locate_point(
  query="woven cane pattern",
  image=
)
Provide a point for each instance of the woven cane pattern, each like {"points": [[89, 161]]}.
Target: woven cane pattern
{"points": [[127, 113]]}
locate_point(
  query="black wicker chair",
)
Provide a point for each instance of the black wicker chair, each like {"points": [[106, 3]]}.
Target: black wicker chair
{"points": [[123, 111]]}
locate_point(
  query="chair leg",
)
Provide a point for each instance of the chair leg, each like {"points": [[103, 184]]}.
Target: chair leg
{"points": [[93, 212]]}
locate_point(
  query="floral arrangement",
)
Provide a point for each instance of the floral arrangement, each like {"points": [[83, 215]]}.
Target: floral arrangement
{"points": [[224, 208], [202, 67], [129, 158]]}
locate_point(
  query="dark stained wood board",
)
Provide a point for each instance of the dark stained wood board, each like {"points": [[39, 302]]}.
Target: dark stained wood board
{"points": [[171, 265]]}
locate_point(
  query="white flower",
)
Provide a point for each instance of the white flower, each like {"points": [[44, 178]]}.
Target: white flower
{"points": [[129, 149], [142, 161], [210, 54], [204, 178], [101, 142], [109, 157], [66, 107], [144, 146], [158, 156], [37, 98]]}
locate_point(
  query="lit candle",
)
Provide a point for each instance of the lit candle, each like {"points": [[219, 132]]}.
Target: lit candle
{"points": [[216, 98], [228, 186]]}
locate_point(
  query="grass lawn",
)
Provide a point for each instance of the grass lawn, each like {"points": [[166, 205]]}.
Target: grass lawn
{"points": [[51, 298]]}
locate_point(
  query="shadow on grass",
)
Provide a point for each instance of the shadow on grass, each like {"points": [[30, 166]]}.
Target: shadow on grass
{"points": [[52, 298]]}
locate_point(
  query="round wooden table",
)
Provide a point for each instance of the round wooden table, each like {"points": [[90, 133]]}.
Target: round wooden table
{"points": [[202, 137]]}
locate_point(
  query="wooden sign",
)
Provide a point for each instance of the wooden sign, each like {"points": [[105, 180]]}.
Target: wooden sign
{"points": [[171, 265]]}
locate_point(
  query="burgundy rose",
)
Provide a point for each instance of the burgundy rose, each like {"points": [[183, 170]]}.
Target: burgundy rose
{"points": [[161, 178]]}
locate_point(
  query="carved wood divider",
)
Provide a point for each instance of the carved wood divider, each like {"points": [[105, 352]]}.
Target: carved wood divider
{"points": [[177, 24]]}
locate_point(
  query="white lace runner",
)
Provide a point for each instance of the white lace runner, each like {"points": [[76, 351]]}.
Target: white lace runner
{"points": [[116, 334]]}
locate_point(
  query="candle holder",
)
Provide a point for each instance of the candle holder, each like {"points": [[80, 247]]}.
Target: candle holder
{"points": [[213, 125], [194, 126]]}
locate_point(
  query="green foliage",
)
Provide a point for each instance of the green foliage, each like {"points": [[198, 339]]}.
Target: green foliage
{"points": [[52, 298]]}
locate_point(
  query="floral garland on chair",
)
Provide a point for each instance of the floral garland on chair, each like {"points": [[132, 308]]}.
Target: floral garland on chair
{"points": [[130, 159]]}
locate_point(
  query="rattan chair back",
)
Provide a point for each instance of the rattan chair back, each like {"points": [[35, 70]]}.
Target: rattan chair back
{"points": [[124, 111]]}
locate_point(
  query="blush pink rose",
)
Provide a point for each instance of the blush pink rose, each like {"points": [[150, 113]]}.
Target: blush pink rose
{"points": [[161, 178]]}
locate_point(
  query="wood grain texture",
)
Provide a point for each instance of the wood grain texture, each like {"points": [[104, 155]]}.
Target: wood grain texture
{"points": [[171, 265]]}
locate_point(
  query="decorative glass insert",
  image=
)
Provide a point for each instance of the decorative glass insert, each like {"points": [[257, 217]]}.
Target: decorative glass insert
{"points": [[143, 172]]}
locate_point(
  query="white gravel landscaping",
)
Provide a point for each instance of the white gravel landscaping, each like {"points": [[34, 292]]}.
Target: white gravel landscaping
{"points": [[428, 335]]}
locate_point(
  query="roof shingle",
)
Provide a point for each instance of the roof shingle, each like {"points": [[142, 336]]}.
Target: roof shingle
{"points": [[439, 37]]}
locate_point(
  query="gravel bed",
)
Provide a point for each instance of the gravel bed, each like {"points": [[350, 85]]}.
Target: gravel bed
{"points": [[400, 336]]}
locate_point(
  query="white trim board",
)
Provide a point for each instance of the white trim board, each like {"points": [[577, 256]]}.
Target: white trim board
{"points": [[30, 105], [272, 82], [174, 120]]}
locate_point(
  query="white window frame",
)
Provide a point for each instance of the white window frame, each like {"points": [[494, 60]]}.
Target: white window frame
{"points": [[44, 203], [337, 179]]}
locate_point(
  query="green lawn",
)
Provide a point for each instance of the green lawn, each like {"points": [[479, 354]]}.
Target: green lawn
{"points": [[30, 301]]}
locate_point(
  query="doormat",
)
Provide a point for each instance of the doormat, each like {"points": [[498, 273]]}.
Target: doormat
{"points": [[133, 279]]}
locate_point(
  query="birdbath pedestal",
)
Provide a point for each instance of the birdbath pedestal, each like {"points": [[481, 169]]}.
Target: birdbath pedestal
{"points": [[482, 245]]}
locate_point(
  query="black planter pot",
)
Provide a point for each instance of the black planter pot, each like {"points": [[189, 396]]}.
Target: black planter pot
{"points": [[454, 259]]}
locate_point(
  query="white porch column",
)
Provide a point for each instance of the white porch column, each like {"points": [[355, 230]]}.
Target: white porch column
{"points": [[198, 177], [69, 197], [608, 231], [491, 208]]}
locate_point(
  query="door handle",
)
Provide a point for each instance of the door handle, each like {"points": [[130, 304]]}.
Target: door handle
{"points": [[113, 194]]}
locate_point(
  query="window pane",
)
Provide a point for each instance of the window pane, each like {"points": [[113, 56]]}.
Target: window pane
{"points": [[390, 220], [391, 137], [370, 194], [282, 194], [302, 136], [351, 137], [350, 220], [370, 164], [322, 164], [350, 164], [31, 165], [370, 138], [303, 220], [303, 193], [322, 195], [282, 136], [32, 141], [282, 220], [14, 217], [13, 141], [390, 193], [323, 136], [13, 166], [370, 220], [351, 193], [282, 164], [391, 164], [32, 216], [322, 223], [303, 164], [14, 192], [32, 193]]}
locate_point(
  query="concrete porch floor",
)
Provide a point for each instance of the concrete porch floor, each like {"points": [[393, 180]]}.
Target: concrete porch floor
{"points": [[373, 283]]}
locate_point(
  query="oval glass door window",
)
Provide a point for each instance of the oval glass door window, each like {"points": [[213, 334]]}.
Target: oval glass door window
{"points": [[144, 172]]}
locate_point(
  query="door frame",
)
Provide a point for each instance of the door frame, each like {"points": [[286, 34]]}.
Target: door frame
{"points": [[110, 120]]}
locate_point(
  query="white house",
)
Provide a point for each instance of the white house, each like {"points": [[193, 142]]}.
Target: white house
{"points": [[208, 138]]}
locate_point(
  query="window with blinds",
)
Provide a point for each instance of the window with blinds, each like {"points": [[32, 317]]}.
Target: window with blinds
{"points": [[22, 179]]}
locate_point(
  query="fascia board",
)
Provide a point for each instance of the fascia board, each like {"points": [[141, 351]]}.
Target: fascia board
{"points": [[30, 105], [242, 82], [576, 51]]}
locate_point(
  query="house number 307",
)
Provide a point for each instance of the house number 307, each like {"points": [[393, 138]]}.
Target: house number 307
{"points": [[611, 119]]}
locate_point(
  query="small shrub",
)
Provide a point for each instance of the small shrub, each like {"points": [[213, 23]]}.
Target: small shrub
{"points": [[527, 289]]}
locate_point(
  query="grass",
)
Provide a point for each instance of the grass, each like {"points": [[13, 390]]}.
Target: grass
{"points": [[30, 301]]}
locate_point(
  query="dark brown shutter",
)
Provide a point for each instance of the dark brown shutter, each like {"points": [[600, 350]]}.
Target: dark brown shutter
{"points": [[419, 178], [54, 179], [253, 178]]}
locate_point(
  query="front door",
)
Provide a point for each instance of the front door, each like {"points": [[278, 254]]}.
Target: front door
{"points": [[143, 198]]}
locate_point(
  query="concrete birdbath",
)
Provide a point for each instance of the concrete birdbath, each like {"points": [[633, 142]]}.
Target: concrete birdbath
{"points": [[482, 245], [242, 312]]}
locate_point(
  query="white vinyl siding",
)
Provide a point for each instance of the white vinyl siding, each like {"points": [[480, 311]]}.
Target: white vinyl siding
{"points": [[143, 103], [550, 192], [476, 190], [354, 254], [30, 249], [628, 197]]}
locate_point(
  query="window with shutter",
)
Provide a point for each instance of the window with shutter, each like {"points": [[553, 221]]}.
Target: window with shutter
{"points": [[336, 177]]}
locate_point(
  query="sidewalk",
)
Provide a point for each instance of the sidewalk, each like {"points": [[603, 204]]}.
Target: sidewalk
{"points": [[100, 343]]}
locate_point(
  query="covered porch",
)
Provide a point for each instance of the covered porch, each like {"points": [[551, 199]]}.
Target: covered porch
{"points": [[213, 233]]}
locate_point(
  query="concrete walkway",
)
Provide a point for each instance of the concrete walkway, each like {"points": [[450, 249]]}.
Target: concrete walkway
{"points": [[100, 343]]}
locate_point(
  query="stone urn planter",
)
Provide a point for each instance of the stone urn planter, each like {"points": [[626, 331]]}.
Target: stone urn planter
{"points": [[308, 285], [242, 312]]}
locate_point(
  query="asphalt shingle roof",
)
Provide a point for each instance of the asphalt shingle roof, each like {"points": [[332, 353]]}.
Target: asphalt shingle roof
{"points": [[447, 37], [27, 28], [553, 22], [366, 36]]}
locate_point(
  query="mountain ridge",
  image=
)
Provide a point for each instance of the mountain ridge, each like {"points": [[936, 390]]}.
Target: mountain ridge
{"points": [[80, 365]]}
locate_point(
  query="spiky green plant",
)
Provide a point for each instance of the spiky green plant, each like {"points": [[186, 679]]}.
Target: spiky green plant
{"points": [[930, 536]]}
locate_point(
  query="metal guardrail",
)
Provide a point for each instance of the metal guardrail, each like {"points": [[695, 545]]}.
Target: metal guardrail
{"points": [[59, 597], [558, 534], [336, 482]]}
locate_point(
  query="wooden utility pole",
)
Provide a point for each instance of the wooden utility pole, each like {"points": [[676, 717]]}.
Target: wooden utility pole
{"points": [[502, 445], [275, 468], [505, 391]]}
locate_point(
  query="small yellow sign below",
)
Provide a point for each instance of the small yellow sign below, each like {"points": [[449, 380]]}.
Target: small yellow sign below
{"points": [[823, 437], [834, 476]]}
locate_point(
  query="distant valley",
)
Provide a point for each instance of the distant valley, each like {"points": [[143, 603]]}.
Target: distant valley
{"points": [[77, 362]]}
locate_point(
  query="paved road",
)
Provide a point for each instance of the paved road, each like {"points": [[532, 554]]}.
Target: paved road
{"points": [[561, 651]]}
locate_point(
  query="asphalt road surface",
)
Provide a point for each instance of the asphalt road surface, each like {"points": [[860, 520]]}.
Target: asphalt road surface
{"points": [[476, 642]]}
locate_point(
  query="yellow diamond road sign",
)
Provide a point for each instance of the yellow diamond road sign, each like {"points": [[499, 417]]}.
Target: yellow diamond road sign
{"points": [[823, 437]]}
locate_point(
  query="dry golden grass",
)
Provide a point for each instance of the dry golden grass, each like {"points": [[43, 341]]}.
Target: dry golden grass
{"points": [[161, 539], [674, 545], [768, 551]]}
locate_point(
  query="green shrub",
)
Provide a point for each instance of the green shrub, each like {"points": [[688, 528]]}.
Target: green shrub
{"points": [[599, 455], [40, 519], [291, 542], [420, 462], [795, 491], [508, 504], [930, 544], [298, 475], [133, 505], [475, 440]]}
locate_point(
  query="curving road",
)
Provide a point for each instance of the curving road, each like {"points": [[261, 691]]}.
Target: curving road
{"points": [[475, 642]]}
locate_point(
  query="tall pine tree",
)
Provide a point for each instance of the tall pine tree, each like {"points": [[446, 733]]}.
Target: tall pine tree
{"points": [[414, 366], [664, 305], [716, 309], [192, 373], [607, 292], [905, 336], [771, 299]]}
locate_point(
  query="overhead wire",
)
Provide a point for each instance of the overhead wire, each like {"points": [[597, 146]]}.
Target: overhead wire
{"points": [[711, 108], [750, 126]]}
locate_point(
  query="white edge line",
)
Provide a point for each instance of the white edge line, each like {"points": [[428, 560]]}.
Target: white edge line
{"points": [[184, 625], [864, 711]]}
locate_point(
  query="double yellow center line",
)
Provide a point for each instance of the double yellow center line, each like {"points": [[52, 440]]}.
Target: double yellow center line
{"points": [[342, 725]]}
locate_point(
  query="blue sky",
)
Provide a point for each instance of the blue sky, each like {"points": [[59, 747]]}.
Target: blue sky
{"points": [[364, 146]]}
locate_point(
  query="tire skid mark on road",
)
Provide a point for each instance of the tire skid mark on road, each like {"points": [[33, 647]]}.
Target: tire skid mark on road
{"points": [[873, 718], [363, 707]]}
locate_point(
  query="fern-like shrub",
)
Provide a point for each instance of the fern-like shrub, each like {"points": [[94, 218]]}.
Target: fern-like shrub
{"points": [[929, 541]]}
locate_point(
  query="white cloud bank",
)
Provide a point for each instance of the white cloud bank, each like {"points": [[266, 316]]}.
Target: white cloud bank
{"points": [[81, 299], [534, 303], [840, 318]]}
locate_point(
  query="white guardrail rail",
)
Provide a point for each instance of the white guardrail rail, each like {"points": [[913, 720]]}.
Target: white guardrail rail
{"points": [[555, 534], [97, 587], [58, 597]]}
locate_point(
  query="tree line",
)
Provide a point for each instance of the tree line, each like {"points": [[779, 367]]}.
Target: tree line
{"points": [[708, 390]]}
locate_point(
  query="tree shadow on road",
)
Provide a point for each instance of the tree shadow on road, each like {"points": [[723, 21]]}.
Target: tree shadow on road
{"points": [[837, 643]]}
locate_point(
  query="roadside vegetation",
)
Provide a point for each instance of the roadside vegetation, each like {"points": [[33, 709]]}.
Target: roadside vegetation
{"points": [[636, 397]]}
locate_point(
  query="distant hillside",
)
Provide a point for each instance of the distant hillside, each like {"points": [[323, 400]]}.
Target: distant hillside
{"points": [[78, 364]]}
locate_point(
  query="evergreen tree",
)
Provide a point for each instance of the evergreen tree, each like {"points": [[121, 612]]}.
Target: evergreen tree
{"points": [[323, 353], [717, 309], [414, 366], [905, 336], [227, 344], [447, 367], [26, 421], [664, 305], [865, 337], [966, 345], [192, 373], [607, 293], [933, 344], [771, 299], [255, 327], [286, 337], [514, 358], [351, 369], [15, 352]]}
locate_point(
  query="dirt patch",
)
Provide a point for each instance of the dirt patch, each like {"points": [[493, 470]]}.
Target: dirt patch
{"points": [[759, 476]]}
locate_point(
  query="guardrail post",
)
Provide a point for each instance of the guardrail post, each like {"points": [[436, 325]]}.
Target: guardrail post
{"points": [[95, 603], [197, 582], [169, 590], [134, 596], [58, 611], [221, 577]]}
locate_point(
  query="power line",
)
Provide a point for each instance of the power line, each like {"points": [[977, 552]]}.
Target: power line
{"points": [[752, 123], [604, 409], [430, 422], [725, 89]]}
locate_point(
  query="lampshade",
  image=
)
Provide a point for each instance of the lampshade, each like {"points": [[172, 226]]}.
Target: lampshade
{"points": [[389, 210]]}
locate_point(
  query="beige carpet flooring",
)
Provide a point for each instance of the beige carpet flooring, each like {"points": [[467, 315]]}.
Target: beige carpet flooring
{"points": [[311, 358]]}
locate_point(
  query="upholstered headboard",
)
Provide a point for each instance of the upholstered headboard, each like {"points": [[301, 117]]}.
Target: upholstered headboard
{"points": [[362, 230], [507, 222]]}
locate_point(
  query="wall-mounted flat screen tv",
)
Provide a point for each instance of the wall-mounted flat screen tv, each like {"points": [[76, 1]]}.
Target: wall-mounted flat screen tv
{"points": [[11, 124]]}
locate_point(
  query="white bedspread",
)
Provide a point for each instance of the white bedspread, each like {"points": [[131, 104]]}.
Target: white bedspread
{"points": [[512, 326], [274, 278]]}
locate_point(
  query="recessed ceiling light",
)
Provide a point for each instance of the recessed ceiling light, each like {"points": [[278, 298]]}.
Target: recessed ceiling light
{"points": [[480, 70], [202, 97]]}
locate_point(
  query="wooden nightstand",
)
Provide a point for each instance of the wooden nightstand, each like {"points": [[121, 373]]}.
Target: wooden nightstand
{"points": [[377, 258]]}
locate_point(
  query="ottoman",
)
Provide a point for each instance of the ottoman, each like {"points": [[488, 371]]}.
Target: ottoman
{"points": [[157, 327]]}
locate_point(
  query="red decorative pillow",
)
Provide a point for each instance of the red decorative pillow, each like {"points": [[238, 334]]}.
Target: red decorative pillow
● ● ● ●
◆ **Work to complete**:
Pick out each line in the material above that contains the string "fascia". Case matters.

◆ **Exercise response**:
  query="fascia board",
Provide a point for each instance of the fascia board, each like {"points": [[141, 351]]}.
Target: fascia board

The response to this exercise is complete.